──────── GIVEN RECORDS ────────

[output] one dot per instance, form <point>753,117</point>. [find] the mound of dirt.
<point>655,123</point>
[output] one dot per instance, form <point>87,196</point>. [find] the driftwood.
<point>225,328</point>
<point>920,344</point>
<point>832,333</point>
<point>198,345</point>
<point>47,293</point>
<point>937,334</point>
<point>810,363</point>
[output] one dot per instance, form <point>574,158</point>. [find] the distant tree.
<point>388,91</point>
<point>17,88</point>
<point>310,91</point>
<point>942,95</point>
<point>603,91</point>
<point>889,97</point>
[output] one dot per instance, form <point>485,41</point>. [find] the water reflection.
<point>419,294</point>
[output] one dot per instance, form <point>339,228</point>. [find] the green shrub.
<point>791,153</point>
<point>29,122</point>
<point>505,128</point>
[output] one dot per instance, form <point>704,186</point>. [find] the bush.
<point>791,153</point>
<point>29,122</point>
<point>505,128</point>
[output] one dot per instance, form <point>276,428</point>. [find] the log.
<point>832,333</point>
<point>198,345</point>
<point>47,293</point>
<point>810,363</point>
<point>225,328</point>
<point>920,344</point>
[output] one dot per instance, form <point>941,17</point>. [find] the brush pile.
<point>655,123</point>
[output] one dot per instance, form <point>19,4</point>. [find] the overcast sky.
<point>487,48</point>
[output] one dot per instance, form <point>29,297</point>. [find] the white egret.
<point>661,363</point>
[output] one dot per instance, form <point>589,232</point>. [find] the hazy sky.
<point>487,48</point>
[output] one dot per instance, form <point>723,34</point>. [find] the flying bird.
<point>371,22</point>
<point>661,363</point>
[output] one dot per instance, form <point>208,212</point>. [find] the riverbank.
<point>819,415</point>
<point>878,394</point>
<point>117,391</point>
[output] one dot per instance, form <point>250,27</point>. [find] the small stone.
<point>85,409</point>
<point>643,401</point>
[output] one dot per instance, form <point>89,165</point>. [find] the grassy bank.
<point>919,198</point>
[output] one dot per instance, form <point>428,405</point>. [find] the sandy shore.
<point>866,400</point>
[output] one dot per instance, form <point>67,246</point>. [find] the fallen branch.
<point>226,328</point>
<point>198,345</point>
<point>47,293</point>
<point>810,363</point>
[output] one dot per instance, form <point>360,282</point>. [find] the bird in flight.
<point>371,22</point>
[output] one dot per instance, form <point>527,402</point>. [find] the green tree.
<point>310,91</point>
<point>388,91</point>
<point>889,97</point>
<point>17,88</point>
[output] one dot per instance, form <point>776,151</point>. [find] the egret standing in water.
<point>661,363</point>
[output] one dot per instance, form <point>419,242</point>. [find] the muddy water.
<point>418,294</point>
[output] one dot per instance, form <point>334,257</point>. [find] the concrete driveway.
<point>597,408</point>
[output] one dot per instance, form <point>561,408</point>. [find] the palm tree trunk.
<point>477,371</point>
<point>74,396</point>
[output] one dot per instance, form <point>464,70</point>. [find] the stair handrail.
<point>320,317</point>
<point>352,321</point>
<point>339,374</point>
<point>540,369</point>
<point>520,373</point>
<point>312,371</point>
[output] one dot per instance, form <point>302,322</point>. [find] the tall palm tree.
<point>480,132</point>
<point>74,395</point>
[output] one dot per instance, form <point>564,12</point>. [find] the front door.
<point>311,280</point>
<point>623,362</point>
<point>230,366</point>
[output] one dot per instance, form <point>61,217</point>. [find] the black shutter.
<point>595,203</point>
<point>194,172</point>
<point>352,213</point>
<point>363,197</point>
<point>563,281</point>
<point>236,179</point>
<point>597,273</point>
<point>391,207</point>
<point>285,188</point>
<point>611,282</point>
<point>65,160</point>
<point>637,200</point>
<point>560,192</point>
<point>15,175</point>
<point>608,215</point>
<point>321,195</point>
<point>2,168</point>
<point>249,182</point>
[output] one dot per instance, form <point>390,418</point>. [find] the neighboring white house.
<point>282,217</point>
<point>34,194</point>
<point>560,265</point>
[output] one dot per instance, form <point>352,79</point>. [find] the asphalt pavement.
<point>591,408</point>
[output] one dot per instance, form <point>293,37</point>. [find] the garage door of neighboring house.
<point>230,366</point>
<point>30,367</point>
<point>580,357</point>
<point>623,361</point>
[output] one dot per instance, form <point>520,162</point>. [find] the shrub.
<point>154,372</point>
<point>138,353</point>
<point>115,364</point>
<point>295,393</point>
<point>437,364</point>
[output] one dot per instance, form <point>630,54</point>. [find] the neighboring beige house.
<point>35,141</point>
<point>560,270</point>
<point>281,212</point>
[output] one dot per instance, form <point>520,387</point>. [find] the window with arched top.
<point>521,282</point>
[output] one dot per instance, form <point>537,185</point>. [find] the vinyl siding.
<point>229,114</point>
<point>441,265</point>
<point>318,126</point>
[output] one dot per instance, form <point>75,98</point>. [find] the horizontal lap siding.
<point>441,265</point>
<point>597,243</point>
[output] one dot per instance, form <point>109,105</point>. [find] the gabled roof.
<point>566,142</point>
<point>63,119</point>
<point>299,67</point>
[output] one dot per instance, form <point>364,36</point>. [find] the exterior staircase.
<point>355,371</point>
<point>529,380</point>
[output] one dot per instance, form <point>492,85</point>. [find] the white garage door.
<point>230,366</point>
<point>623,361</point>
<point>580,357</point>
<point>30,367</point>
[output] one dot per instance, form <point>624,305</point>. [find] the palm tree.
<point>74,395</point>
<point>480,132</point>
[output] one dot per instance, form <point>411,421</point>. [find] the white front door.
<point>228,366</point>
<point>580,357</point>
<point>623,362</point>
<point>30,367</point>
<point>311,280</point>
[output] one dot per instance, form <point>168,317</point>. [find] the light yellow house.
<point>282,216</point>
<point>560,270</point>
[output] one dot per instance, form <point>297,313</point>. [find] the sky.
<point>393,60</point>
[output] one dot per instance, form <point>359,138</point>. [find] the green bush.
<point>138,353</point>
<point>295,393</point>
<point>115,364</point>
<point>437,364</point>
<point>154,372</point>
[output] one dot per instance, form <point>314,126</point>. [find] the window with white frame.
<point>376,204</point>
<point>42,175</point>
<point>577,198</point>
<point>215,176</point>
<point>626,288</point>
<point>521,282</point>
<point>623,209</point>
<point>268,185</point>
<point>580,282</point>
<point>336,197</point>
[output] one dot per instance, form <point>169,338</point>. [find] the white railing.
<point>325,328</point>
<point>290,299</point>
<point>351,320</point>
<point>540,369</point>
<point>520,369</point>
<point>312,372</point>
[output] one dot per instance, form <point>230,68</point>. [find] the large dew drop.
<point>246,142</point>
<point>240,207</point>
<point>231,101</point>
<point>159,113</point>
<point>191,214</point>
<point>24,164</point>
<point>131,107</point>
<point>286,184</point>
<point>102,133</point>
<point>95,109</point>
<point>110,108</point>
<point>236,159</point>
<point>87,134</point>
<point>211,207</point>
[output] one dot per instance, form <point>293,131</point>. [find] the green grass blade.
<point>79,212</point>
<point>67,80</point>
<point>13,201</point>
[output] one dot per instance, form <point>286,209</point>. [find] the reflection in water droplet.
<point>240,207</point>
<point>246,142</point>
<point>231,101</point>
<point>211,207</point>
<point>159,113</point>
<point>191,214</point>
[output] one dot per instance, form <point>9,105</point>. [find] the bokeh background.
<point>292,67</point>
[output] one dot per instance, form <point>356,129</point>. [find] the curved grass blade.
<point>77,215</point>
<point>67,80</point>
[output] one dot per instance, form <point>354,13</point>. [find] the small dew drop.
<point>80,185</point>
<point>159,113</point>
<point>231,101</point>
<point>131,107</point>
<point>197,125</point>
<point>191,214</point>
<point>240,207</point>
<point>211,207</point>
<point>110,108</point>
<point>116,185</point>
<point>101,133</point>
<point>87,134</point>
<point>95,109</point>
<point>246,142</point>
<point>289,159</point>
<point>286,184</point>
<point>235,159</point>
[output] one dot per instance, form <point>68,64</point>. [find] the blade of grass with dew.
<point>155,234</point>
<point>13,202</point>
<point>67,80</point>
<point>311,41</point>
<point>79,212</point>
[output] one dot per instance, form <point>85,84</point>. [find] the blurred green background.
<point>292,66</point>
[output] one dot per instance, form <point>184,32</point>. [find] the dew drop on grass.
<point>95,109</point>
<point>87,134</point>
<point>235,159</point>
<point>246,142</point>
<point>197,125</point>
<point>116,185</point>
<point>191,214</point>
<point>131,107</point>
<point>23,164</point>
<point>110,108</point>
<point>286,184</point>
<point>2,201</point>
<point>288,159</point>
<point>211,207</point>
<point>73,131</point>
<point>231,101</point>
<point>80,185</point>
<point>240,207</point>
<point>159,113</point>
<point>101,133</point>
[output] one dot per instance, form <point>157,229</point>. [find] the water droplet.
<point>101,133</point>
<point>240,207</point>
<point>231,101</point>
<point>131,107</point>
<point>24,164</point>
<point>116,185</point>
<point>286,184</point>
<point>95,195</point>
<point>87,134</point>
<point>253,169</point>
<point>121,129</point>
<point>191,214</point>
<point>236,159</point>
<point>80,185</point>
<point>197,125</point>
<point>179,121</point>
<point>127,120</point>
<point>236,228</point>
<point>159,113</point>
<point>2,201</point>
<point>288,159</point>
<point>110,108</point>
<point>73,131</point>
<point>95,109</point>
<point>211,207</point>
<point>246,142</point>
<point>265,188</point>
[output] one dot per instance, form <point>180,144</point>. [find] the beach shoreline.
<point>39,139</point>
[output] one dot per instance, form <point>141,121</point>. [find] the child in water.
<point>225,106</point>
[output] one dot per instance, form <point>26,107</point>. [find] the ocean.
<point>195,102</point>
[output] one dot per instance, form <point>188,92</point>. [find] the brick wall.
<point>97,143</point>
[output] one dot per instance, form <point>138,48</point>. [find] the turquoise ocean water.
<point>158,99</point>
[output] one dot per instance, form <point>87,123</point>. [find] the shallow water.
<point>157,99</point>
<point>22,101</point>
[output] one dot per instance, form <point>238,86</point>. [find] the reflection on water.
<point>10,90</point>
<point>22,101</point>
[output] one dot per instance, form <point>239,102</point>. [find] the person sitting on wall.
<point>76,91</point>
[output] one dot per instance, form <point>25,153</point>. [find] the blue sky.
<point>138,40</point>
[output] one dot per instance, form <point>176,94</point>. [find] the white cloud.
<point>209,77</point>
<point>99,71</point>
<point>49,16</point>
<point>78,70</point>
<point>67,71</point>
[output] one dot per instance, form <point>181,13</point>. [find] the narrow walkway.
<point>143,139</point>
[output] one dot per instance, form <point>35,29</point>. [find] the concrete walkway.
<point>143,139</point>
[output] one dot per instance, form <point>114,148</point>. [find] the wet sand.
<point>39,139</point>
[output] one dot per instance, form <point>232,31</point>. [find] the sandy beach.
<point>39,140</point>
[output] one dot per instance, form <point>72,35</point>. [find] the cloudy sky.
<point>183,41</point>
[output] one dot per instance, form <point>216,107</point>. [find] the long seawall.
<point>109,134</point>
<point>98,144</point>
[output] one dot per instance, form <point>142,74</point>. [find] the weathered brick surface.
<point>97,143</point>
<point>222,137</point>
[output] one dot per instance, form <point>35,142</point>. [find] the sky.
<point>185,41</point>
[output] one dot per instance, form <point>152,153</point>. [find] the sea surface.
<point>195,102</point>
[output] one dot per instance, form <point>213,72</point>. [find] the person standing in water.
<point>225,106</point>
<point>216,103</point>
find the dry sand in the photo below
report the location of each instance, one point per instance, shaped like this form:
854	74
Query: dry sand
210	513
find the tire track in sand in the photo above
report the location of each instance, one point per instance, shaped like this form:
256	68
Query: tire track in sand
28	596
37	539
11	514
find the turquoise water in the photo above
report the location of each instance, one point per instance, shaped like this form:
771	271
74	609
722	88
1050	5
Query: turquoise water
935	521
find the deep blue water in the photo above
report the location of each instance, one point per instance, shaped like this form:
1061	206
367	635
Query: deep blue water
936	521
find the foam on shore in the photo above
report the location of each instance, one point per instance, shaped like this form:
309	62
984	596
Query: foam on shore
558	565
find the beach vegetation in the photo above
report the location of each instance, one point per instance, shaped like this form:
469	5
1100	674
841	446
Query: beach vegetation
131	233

────────

_YOUR ASSIGNMENT_
Give an exact reproduction of the lines from the one with "[output] one dot per instance, form <point>152,153</point>." to the final line of the entries, including both.

_WRITTEN RESPONSE_
[output] one dot per instance, form <point>152,153</point>. [find] the sea surface.
<point>195,102</point>
[output] one dot per instance, form <point>213,72</point>. [find] the person standing in water.
<point>225,106</point>
<point>216,103</point>
find the dry sand in the photo below
report the location of each instance, one point per instance, shaped like this form:
854	74
Query: dry sand
210	513
find the tire track in sand in the photo above
report the location of each instance, one point per instance, shaped like this form:
256	68
Query: tire track in sand
28	596
37	539
11	514
find the turquoise water in the photo above
report the location of each instance, one point per instance, shaped like this form:
771	271
74	609
722	88
1050	5
Query: turquoise water
935	521
find the deep blue water in the photo above
report the location of each instance, one point per instance, shaped like this form:
1061	206
367	635
Query: deep blue water
936	521
find the foam on shore in the photo above
report the location of each instance, one point per instance, shaped like this form:
309	62
984	596
Query: foam on shore
558	565
find the beach vegetation in the photo above
report the location of each instance, one point per instance, shaped like this form:
469	5
1100	674
841	446
Query: beach vegetation
131	233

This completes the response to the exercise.